[THE EXERCISE]
Reproduce the model evaluation text from "Conclusion: The metric" to "78.4% and a Precision/Positive Predictive Value of 82.52%.", substituting "accuracy score" for "accuracy rate".

[QUOTED PASSAGE]
• • • • •
Conclusion: The metric that needs to be prioritized or evaluated is Precision.
From the output of the Naive Bayes classification model, it can be observed that:
Training: The model has an accuracy rate of 78.4% and a Precision/Positive Predictive Value of 82.52%.
Testing: The model has an accuracy rate of 80.9% and a Precision/Positive Predictive Value of 82.52%.
The results indicate good performance and show that the model is not overfitting or underfitting.
Decision Tree is a tree-based model that is relatively simple with robust and powerful performance for predictions. It generates a visualization in the form of a decision tree that can be easily interpreted.
The main drawback of Decision Tree is its tendency to overfit. This is caused by its ability to split the data into very detailed branches, even reaching leaf nodes that contain only one observation. To address overfitting, pruning techniques are used to determine when to stop creating branches in the decision tree, resulting in a simpler and more general tree that can recognize patterns and prevent the model from being too specific to the training data only.
Model Without Pruning
Model With Pruning
Performing model tuning by setting the parameters
mincriterion = 0.90 and minsplit = 15.
# dt_model <- ctree (Survived ~ ., data_train,
# control = ctree_control(mincriterion = 0.9,
# minsplit = 15,
# minbucket = 0))However, since the results obtained are the same, we will use the model without pruning only.
• • • • •
[MATERIAL PROVIDED]
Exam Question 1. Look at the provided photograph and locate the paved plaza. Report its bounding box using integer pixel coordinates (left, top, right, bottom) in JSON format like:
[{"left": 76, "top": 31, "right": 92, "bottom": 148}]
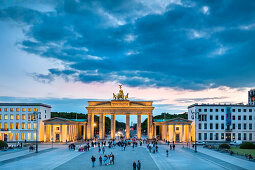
• • • • •
[WORKED SOLUTION]
Conclusion: The metric that needs to be prioritized or evaluated is Precision.
From the output of the Naive Bayes classification model, it can be observed that:
Training: The model has an accuracy score of 78.4% and a Precision/Positive Predictive Value of 82.52%.